▶ _Required task_
Pick up the passage on sampling as a musical practice where it ends and continue it.

▶ _Passage_
┄┄┄┄┄┄┄┄┄┄

Sampling as a musical practice generates a heavily binary view. On the one hand there's the music industry, which if it isn't suing artists for copyright is either extracting a pretty penny for the samples or categorically saying no to clearance attempts. And then there are the musicians who see sampling as an art form, which it most certainly is, regardless of legal definitions.

Two records stand out as sampling masterpieces: The Beastie Boys' Paul's Boutique and The Avalanches' Since I Left You. The first came out in 1989, two years before the landmark case Grand Upright Music v. Warner Bros. Records changed the sampling landscape forever. Since I Left You hit the radio in 2000 with a brand of kaleidoscopic and psychedelic disco-pop. But both The Beastie Boys and The Avalanches ultimately cleared the samples. But other artists, like Girl Talk (aka Gregg Michael Gillis) and perhaps even J Dilla on his classic album Donuts, did not.

┄┄┄┄┄┄┄┄┄┄

▶ _Listing_
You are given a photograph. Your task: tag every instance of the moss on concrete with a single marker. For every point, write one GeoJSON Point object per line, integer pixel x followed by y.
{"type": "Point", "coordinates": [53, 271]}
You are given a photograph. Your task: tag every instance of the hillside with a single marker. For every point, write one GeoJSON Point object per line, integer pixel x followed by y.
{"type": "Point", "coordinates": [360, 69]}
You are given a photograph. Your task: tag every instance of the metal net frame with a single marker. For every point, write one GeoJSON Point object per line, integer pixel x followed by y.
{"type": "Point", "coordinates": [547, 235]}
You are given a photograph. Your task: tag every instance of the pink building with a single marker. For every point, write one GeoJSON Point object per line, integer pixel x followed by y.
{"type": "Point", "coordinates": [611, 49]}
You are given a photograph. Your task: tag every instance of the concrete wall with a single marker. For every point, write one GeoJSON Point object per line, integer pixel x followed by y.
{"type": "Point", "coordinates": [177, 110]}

┄┄┄┄┄┄┄┄┄┄

▶ _Exercise result_
Højland said it's important to understand that the issue of sampling in the music industry is a matter of money and privilege—if a musician has money or corporate backing, they can sample legally. Plus it's often the big labels, not the artists, that own the rights.

He characterized the issue of copyright and even the fundamental belief in individual property rights as dominant, uncontested societal structures, but deeply flawed.

"Many of the most important challenges confronting this world, from climate change to poverty to refugees, simply cannot be dealt with appropriately without are more balanced and collective or communal view on ownership," Højland said. "And if our music can play just a tiny part in changing this, we would be very proud."